§ Instruction
Update the lines from the one containing "the bar mat" through the last line, changing "doorway" to "entryway" and leaving everything else as it is. Return only those lines.

§ Dataset items
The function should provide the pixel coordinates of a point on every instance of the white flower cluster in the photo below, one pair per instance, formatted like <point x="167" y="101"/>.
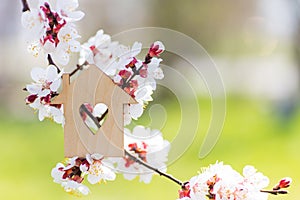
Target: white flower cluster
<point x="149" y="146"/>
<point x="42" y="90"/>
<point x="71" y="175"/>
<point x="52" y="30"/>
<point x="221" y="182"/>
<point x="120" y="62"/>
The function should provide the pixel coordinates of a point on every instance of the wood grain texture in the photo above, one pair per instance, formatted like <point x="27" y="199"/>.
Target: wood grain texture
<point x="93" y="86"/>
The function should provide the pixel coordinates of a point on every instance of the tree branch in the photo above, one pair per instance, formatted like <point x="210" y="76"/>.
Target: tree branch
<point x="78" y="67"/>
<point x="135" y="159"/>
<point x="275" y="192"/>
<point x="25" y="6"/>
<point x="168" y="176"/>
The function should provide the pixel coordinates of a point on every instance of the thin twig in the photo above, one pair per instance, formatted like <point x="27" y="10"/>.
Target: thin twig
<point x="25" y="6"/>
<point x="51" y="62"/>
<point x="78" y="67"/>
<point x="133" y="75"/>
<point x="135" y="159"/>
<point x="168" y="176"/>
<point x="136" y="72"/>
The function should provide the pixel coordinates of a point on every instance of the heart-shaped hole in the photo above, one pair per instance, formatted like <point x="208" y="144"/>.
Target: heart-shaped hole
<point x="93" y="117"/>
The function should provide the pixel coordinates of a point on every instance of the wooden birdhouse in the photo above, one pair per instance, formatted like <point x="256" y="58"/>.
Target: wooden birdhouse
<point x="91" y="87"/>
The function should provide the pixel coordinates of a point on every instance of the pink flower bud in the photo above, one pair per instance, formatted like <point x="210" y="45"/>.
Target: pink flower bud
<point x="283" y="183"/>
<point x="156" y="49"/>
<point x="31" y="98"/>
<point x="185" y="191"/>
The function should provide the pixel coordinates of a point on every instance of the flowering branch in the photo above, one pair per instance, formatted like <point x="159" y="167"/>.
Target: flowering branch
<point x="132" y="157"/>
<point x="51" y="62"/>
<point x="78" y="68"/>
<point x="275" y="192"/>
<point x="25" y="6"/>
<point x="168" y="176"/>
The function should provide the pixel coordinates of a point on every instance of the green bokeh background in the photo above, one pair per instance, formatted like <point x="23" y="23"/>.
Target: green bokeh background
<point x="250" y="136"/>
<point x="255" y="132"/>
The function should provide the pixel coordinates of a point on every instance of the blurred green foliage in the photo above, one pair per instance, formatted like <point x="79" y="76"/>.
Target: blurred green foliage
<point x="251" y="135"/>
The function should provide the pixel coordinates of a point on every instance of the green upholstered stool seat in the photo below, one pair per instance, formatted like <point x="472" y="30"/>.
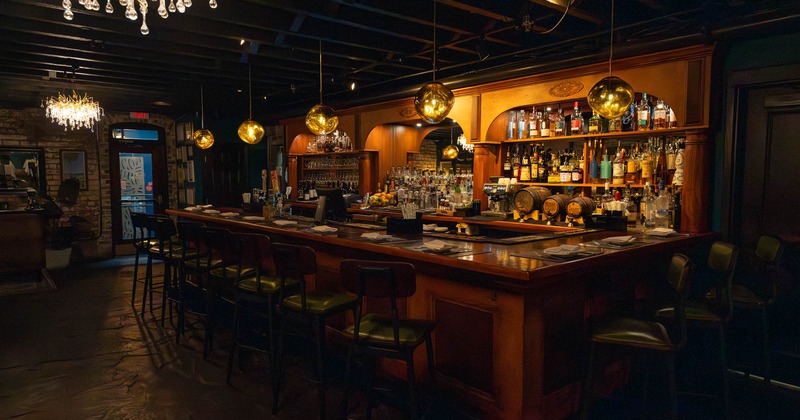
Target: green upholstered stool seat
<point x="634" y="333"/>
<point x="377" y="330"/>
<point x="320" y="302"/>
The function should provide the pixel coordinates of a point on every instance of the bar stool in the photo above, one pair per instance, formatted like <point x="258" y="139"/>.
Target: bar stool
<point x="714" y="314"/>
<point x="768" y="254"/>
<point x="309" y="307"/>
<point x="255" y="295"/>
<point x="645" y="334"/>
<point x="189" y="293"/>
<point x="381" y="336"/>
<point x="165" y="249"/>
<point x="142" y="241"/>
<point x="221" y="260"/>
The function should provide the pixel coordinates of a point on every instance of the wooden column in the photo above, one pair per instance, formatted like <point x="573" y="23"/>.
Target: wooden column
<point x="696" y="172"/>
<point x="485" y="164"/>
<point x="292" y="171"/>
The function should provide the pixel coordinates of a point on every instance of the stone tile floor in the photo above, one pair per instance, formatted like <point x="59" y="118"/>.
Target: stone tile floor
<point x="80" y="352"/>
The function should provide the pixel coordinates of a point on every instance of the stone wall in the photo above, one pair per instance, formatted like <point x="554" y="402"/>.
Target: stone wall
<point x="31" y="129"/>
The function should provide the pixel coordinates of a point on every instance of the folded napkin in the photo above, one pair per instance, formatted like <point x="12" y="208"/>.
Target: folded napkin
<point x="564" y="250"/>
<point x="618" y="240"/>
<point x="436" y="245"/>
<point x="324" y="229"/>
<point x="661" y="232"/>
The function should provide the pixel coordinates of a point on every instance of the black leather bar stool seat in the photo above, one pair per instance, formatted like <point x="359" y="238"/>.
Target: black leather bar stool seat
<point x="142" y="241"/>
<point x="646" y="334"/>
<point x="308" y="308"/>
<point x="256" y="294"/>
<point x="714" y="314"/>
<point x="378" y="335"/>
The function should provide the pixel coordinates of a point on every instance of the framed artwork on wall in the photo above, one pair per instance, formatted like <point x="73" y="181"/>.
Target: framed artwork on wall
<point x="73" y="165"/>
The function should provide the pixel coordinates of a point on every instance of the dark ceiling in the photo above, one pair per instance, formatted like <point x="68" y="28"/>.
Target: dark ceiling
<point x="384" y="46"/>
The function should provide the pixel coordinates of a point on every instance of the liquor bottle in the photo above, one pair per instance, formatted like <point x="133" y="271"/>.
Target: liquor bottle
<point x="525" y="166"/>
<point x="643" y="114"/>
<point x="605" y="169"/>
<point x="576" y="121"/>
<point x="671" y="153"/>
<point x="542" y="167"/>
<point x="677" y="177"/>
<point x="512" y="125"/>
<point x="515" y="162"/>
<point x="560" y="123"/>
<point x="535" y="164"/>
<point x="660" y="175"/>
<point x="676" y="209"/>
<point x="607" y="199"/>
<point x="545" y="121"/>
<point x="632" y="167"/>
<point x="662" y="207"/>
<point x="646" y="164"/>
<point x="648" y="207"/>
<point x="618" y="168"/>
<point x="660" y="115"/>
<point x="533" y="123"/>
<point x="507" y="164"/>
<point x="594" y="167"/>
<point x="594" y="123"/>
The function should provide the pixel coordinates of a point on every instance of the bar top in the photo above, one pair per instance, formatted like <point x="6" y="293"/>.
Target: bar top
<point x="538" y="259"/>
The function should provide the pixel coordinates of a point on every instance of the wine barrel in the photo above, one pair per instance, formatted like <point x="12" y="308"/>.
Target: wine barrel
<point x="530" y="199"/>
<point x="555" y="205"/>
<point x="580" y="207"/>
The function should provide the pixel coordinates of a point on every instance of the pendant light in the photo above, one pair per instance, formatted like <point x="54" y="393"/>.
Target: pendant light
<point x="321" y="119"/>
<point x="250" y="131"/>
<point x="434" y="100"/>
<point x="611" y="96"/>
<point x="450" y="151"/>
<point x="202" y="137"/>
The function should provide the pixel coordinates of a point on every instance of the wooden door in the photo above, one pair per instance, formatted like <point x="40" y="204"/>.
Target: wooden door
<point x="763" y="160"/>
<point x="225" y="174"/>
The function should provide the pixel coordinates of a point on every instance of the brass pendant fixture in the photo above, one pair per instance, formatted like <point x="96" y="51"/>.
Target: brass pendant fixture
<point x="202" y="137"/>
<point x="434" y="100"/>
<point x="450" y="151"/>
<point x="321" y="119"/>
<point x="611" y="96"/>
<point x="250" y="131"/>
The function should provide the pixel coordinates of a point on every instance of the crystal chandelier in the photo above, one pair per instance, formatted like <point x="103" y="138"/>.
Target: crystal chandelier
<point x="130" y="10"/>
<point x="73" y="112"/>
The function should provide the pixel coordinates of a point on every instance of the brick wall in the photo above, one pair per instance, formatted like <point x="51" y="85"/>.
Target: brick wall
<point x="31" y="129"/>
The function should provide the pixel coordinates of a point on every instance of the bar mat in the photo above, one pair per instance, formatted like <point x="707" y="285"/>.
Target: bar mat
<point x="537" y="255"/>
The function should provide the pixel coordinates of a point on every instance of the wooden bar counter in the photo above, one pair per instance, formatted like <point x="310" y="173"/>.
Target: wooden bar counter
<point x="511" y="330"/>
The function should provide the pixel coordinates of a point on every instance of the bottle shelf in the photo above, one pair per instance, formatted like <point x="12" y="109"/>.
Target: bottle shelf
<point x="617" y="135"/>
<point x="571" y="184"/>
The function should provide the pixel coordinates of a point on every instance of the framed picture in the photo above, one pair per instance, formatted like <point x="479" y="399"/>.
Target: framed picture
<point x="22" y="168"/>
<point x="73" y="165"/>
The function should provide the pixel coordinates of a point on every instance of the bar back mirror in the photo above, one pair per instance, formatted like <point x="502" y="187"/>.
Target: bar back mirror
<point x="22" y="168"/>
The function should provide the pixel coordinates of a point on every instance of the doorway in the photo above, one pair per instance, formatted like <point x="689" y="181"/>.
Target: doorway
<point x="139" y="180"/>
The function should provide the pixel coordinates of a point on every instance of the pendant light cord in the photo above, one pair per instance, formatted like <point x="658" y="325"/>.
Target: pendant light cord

§ Output of the task
The function should provide the pixel coordinates of a point on every instance of the bar mat in the photo above, one pair per instance, formatted like <point x="707" y="285"/>.
Target: bar mat
<point x="537" y="255"/>
The function should provide the pixel coordinates of a point on every instance of the wooden bar counter in the photo above, one pair per instance, formatted like <point x="310" y="173"/>.
Target: wooden bar counter
<point x="511" y="330"/>
The function should provide the pixel coordinates of a point on every instance of the bottle shelf in the photo above, one pair per instance, formatted like <point x="12" y="109"/>.
Target: bottle shelf
<point x="617" y="135"/>
<point x="571" y="184"/>
The function should provide the pixel coordinates of a point on every instance of the framed picture in the photo above, one pair per instance, formatted like <point x="479" y="399"/>.
Target: framed picture
<point x="22" y="168"/>
<point x="73" y="165"/>
The function should provide the pixel coordinates of a point on every instance of the bar back mirror in the photo above, one pair per instance, formatted like <point x="502" y="187"/>.
Target: bar back mirror
<point x="22" y="168"/>
The function should provide the pixel coordinates of a point on every instance of the entryway in the photo above, one pair per instance, formatted like <point x="689" y="181"/>.
Target: entryway
<point x="139" y="180"/>
The function should provide the pixel coordinates of a point on every instance of the pendant light cord in the photo above, one pair per instance, formatted like <point x="658" y="325"/>.
Target: pendant light cord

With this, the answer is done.